Описание задания: Перепишите фрагмент текста о постановке Аристофана между словами "Итак, желательно чтобы" и "перемен места действия." включительно, изменив "режиссера" на "постановщика".

Текст для чтения:
Итак, желательно чтобы сцена носила в себе возможность деления на две части. Если в распоряжении режиссера большое пространство (напр., в роде цирка), он создаст орхестру, на которую и перенесет центр действия. В «Ахарнянах» эта орхестра изобразит вначале Пникс, с гражданами, сидящими на ступенях, которые ведут с орхестры на помост, в «Лягушках» — озеро, через которое будет переплывать лениво гребущий Дионис в то время как его раб будет обегать по суше вдоль круга. Если наша сцена невелика, подчеркнем это, сделав на ней совсем небольшой помост наподобие балаганно-флиакийских, чтобы актер, по словам Гете, ходил по ней, как плясун по канату, соединив ее маленькой лестницей с авансценой, по которой будет двигаться хор, и утвердив сзади раздвижную занавеску для перемен места действия.

{277} И в том и в другом случае мы выделим актера и его игру, которая все время должна быть в центре внимания, не отвлекаемого деталями декорации, тем более излишней, что совершенно фантастический быт Аристофана вряд ли доступен какому бы то ни было изображению (не представляю себе например карикатурного пейзажа).

Набор данных:
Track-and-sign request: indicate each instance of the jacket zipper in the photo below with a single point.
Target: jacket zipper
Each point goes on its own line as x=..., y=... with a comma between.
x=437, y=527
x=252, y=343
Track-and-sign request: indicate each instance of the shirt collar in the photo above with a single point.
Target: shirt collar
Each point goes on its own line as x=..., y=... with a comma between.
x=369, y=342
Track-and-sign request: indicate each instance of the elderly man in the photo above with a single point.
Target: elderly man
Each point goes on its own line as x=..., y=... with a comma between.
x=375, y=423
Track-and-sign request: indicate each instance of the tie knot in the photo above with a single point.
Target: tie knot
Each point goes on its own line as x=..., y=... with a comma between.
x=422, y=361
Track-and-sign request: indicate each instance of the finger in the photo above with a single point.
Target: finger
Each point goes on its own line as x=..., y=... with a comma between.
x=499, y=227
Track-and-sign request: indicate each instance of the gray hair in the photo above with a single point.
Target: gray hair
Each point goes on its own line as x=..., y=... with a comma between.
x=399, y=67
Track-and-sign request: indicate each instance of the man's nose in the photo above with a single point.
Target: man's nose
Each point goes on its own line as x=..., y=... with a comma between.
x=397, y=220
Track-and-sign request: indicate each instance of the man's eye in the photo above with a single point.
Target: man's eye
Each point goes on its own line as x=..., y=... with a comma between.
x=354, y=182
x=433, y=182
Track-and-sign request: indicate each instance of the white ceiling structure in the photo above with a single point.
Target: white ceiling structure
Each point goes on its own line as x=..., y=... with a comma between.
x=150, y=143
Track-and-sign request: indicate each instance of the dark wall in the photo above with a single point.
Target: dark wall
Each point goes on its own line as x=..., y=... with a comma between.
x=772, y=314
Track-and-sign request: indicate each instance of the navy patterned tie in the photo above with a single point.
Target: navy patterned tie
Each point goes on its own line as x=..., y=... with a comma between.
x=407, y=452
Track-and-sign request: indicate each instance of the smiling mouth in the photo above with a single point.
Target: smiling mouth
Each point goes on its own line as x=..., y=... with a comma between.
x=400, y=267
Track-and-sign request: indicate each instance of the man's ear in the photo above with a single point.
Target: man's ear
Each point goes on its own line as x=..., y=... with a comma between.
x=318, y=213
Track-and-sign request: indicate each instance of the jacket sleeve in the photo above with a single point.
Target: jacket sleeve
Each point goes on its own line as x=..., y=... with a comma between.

Ответ на задание:
Итак, желательно чтобы сцена носила в себе возможность деления на две части. Если в распоряжении постановщика большое пространство (напр., в роде цирка), он создаст орхестру, на которую и перенесет центр действия. В «Ахарнянах» эта орхестра изобразит вначале Пникс, с гражданами, сидящими на ступенях, которые ведут с орхестры на помост, в «Лягушках» — озеро, через которое будет переплывать лениво гребущий Дионис в то время как его раб будет обегать по суше вдоль круга. Если наша сцена невелика, подчеркнем это, сделав на ней совсем небольшой помост наподобие балаганно-флиакийских, чтобы актер, по словам Гете, ходил по ней, как плясун по канату, соединив ее маленькой лестницей с авансценой, по которой будет двигаться хор, и утвердив сзади раздвижную занавеску для перемен места действия.